-- Begin Dataset records --
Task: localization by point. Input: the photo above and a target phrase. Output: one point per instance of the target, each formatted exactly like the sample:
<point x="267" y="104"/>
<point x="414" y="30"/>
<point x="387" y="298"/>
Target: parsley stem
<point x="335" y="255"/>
-- End Dataset records --
Copy every record exactly, with nothing added or dropped.

Task: localization by point. Input: the photo above and a target phrase. Output: one point per instance of the target, each formatted exactly like the sample:
<point x="267" y="104"/>
<point x="414" y="30"/>
<point x="387" y="298"/>
Target: parsley stem
<point x="335" y="255"/>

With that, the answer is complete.